Friday, September 11, 2009

September Update: A Job Finally and Chevy Chase in Person

If you follow my Facebook updates you already know, I got a job. Starting Monday I'll be working for SingerLewak Accountants and Consultants, proofreading financial statements for the auditing division. (Don't worry; that doesn't require me to do any actual numbers work.) Next week sometime they should be sending me down to Irvine for four days of training (that's about an hour south of here), and then, praise Jesus, I'll be a full-time employee, with health insurance and paid time off and everything. And it only took me seven months of looking.

The job itself promises to be tedious--in fact, high tolerance for monotony was one of their requirements--but it's a stable company that's past the lay-off stage, and it's a job I know how to do and do well. So, yay. Next item on the list is to find an apartment closer to work, maybe something in Santa Monica if I'm lucky. I'm settling in for the long haul.

In slightly more glamorous news, my friend April and I went to the Paley Center's NBC Fall Preview last night. We got to watch early sneak peeks of NBC's new shows Trauma, Mercy and Community, the first two so early they hadn't finished color correction or visual effects, and instead of opening titles we got a screen that read, "Opening Title, :07."

SUPPLIED RECORDS -
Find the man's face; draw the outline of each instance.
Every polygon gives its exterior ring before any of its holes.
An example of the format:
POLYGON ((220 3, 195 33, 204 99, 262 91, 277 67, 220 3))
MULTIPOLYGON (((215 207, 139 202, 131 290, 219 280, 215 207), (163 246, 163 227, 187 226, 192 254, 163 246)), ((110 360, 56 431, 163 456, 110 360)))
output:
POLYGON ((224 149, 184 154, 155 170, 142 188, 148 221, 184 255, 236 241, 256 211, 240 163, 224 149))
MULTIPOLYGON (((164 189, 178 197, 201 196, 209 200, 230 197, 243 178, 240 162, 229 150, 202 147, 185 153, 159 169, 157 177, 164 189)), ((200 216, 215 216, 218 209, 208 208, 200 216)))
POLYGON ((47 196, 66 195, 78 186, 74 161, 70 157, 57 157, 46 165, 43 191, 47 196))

TO-DO LIST -
1 – In the September update post, which company will the writer start working for on Monday?
2 – Please copy the September update post word for word, from "The job itself" to "the long haul.".

SOLUTIONS TO THE TASKS -
1 – SingerLewak Accountants and Consultants

2 –
The job itself promises to be tedious--in fact, high tolerance for monotony was one of their requirements--but it's a stable company that's past the lay-off stage, and it's a job I know how to do and do well. So, yay. Next item on the list is to find an apartment closer to work, maybe something in Santa Monica if I'm lucky. I'm settling in for the long haul.